--- Begin Data extract ---

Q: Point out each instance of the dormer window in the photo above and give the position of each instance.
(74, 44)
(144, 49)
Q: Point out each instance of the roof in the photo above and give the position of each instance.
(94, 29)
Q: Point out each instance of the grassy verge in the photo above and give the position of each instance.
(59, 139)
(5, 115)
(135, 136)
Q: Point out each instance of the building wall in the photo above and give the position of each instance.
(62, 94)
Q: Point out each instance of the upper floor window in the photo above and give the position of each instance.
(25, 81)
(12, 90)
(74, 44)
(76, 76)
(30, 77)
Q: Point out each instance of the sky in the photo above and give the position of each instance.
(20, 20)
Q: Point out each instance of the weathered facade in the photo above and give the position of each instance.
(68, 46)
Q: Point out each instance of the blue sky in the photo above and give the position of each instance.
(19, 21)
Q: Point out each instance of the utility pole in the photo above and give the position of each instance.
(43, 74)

--- End Data extract ---

- [Task directions]:
Quote every one of the entries above word for word, from the first line to the last.

- [Expected output]:
Q: Point out each instance of the dormer window in the photo above and give the position of each instance.
(74, 44)
(144, 49)
Q: Point out each instance of the roof in the photo above and give the position of each instance.
(94, 29)
Q: Point out each instance of the grassy verge in the photo above and give the position of each instance.
(59, 139)
(5, 115)
(135, 136)
Q: Point out each instance of the building wall in the photo above and give the position of each instance.
(62, 94)
Q: Point out each instance of the upper floor window in the photo above and give the position of each instance.
(25, 81)
(12, 90)
(74, 44)
(76, 76)
(30, 77)
Q: Point out each instance of the sky in the photo above and give the position of each instance.
(20, 20)
Q: Point out each instance of the weathered facade in the photo above and give the position of each instance.
(68, 46)
Q: Point out each instance of the blue sky in the photo above and give the position of each instance.
(19, 21)
Q: Point out each instance of the utility pole in the photo above and give the position of each instance.
(43, 74)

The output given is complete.